--- Start of DATASET RECORDS ---

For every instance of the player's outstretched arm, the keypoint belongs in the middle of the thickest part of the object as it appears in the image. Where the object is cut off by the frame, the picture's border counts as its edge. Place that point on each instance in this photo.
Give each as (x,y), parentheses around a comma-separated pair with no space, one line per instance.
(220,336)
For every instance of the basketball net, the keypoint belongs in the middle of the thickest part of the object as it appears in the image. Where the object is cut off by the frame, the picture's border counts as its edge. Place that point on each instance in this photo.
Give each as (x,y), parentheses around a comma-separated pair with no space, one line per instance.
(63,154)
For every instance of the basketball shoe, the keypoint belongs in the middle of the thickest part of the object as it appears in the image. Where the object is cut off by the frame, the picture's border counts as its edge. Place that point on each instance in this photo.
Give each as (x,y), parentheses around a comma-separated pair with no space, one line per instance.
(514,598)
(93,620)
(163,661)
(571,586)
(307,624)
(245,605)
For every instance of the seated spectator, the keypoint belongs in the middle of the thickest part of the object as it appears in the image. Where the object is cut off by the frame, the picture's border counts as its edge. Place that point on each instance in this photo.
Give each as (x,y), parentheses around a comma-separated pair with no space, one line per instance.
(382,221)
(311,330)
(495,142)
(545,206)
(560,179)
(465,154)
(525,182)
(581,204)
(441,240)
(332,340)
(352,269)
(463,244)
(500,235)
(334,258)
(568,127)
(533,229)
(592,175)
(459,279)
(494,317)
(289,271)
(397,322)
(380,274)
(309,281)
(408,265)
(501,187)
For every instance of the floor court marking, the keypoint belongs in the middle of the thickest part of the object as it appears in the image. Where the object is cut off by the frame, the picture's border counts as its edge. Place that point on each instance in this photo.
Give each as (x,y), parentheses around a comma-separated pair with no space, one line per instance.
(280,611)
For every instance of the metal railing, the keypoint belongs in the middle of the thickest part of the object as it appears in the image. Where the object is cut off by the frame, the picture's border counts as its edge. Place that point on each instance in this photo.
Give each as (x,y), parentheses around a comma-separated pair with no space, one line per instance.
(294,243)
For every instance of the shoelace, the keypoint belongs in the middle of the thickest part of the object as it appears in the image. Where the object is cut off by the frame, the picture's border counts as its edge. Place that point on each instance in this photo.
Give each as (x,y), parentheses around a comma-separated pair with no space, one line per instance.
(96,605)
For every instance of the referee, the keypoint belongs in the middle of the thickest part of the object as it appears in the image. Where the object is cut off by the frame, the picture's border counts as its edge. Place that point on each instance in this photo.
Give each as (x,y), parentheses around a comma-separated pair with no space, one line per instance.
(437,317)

--- End of DATASET RECORDS ---

- _WORK TO COMPLETE_
Put all of the material above into a numbered list with one line per item, leaving out any blank lines.

- _EXERCISE OUTPUT_
1. For every instance of the player's outstretched arm, the keypoint belongs in the middle of the thickest part of the object as it appears in the image. Where the object is cut off by the frame, the picture's border counts as its edge. Place that point on each instance in this photo.
2. Give each as (x,y), parentheses around a comma-separated pair with no space, one line per instance.
3. (220,336)
4. For every instance of the basketball net, the keypoint belongs in the middle of the thickest part of the object as it appears in the image. Where the object is cut off by the frame, the picture's border counts as its edge. Place that point on each instance in this photo.
5. Give each as (x,y), parentheses around a comma-separated pair with no space, one line per instance.
6. (63,154)
7. For every instance of the basketball shoe, the keypoint belongs in the middle of the thickest part of the object as it appears in the image. Where the object is cut off by the frame, the picture's border counts as its edge. Place that point on each instance in this photo.
8. Give each as (x,y), parentheses around a comma-separated pair with no space, one line per instance.
9. (514,598)
10. (93,620)
11. (163,661)
12. (571,586)
13. (307,624)
14. (245,605)
15. For every instance of the seated spectator, the keypoint belongs in the middle of the thickest part of the object as it appears in the image. Where the object is cut off by the frame, the picture's border counts as its edge. Place that point on each instance in this photo.
16. Give each as (x,y), parentheses around a comma-separated pair with no space, one line per instance.
17. (382,221)
18. (311,330)
19. (495,142)
20. (545,206)
21. (560,179)
22. (465,154)
23. (525,182)
24. (581,204)
25. (441,240)
26. (332,340)
27. (352,269)
28. (463,244)
29. (500,235)
30. (334,258)
31. (568,127)
32. (533,229)
33. (592,175)
34. (459,279)
35. (494,317)
36. (289,271)
37. (397,322)
38. (380,274)
39. (309,281)
40. (408,265)
41. (501,187)
42. For every instance of the floor court marking, the keypoint belongs in the middle of the thickest part of the object as it appears in the image. Where the object is cut off by the frame, the picture's border counts as its edge. Place that point on each instance in this photo.
43. Give each as (x,y), parentheses around a comma-separated pair with no space, one line per instance.
44. (280,611)
45. For every instance of the metal railing, the keypoint belongs in the middle of the thickest part of the object as it appears in the image. Where the object is cut off by the frame, the picture's border counts as its edge. Place that point on each instance in this photo.
46. Give each as (x,y), parentheses around a comma-separated pair with no space, one line per instance.
47. (294,243)
48. For every instance of the shoelace, the keypoint belongs in the middle of the thickest part of the object as it appears in the image. Where the object is cut off by the frame, the picture's border counts as its edge. Place that point on each instance in this photo.
49. Give each as (x,y), parentheses around a comma-separated pair with no space, one line per instance.
50. (96,605)
51. For every instance of the referee, the keypoint belongs in the middle of the thickest part of the object as it appears in the image. Where the object is cut off by the frame, the picture's border counts as its edge. Place that point on each instance in this photo.
52. Give each as (x,y), parentheses around a comma-separated pair with no space, one line per instance.
53. (437,317)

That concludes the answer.